Dataset rows showing where objects appear
--------------------------------------------------

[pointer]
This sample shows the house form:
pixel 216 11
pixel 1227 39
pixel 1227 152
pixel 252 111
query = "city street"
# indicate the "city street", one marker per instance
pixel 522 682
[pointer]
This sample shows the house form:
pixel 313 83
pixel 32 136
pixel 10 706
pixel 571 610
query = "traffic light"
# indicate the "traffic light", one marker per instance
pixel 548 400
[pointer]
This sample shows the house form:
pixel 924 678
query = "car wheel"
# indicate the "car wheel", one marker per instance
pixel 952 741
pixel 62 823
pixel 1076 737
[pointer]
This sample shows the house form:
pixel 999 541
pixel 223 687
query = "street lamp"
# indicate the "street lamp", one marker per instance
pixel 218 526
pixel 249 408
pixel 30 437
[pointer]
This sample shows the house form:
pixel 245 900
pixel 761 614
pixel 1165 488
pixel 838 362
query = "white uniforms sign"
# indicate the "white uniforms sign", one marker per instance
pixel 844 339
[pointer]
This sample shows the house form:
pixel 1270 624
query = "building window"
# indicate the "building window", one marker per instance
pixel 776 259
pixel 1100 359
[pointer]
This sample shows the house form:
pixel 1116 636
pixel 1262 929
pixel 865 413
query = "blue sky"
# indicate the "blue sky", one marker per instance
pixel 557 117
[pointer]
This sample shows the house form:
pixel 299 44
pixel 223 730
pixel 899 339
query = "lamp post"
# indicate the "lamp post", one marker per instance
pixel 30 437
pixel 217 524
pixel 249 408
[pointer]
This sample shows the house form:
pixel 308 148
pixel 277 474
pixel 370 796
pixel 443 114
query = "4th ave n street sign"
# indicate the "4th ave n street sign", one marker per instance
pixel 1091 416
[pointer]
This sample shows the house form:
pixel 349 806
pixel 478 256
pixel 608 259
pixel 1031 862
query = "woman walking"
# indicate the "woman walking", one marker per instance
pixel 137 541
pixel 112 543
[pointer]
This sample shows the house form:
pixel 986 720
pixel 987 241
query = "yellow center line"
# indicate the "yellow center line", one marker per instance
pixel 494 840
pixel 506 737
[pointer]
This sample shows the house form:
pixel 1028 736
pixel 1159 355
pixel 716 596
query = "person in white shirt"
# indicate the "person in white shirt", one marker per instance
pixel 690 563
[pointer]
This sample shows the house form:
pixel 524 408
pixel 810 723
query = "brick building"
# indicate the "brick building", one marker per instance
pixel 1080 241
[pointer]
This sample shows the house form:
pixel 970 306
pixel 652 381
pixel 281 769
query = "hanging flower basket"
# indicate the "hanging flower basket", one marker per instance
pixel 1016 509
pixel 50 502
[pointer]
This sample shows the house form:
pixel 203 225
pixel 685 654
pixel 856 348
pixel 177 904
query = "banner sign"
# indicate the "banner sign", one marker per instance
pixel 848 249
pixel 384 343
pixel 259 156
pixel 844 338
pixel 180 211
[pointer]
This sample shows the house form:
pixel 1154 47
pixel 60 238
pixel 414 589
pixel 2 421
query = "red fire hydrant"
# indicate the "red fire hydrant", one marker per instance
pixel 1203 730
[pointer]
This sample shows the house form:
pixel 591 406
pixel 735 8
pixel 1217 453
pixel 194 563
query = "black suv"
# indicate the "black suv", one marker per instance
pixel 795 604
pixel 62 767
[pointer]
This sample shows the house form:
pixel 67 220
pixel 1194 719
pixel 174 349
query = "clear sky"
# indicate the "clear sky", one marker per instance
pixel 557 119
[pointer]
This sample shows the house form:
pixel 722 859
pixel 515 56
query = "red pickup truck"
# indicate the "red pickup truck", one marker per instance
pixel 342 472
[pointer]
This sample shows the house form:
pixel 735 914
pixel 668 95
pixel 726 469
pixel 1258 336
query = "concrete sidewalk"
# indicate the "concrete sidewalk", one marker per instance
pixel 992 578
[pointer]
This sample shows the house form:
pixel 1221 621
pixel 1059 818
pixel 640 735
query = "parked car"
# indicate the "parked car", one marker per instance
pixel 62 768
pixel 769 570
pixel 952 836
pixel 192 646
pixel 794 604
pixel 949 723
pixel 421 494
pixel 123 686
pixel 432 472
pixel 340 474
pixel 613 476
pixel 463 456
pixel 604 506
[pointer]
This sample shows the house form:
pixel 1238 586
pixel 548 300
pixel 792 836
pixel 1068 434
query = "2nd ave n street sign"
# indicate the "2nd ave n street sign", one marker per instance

--------------------------------------------------

Write out all of the rows again, swapping every "one marker per instance" for "one point per instance" and keeping everything else the same.

[pointer]
This sample shows the house form:
pixel 216 11
pixel 1227 39
pixel 1227 152
pixel 252 111
query = "city street"
# indicate the "city street", one point per instance
pixel 522 682
[pointer]
This sample shows the house form:
pixel 313 83
pixel 32 136
pixel 10 706
pixel 571 610
query = "traffic light"
# indicate the "traffic light", one point per instance
pixel 548 400
[pointer]
This sample shows the house form:
pixel 924 678
query = "car wheel"
# indicate the "car wheel", one point per instance
pixel 952 741
pixel 62 823
pixel 1076 737
[pointer]
This sample shows the house form:
pixel 999 541
pixel 223 687
query = "street lamp"
# indicate the "street lamp", one point per instance
pixel 218 526
pixel 249 408
pixel 30 437
[pointer]
This sample shows the house form:
pixel 245 900
pixel 761 614
pixel 1165 488
pixel 838 362
query = "white uniforms sign"
# indicate the "white uniforms sign", one point per instance
pixel 844 339
[pointer]
This sample shows the house form:
pixel 1270 624
query = "building window"
# indicate the "building window", one point per instance
pixel 776 259
pixel 1100 359
[pointer]
This sample shows the house form:
pixel 1116 636
pixel 1262 929
pixel 865 413
query = "blue sky"
# indicate the "blue sky", one point per instance
pixel 557 117
[pointer]
This sample shows the house form:
pixel 299 44
pixel 223 730
pixel 899 339
query = "lamp post"
# indicate the "lamp post", one point per instance
pixel 30 437
pixel 217 524
pixel 249 408
[pointer]
This sample shows the house form:
pixel 308 148
pixel 277 474
pixel 370 796
pixel 443 114
query = "4th ave n street sign"
# indicate the "4th ave n street sign", one point per instance
pixel 1091 416
[pointer]
This sample shows the house form:
pixel 349 806
pixel 478 256
pixel 608 259
pixel 1031 862
query = "woman walking"
# indicate the "woman walking", one point per instance
pixel 137 541
pixel 112 543
[pointer]
This sample shows the house form:
pixel 986 720
pixel 987 241
query = "yellow center line"
# indicate the "yellow center line", one point per instance
pixel 494 840
pixel 506 737
[pointer]
This sample shows the house form:
pixel 1028 736
pixel 1159 355
pixel 716 596
query = "person in white shirt"
# indicate the "person in white shirt", one point per instance
pixel 690 563
[pointer]
This sample shows the house form:
pixel 524 408
pixel 810 723
query = "brick building"
# indicate the "brick building", one point per instance
pixel 1080 241
[pointer]
This sample shows the house form:
pixel 970 306
pixel 652 381
pixel 281 769
query = "hanging flower basket"
# indicate the "hanging flower basket", one point per instance
pixel 1016 509
pixel 50 502
[pointer]
This sample shows the house form:
pixel 203 225
pixel 685 654
pixel 856 348
pixel 177 904
query = "banner sign"
# indicate the "banner sign", one point per instance
pixel 848 249
pixel 384 343
pixel 259 156
pixel 844 338
pixel 180 211
[pointer]
This sample shows the house form:
pixel 1154 47
pixel 60 238
pixel 414 589
pixel 2 421
query = "red fire hydrant"
# indicate the "red fire hydrant", one point per instance
pixel 1203 730
[pointer]
This sample shows the house form:
pixel 591 406
pixel 735 8
pixel 1217 453
pixel 194 563
query = "black suv"
# indicate the "black suv", one point per instance
pixel 795 604
pixel 62 767
[pointer]
This sample shows the house form:
pixel 67 220
pixel 1194 719
pixel 174 349
query = "clear sky"
# indicate the "clear sky", one point per instance
pixel 557 119
[pointer]
This sample shows the house form:
pixel 722 859
pixel 515 56
query = "red pickup truck"
# indicate the "red pickup truck", one point per instance
pixel 342 472
[pointer]
This sample shows the house form:
pixel 735 914
pixel 668 95
pixel 726 469
pixel 1258 336
query = "concrete sidewalk"
# indicate the "concrete sidewalk", one point per instance
pixel 992 578
[pointer]
This sample shows the house form:
pixel 1221 621
pixel 1059 818
pixel 640 735
query = "parked car"
# indicate the "parked car", one point per instance
pixel 62 768
pixel 769 570
pixel 952 836
pixel 192 646
pixel 794 604
pixel 949 723
pixel 421 494
pixel 123 686
pixel 432 472
pixel 340 474
pixel 613 476
pixel 463 456
pixel 604 506
[pointer]
This sample shows the house form:
pixel 1238 586
pixel 548 300
pixel 792 836
pixel 1068 434
query = "2nd ave n street sign"
# indicate the "2nd ave n street sign", one point per instance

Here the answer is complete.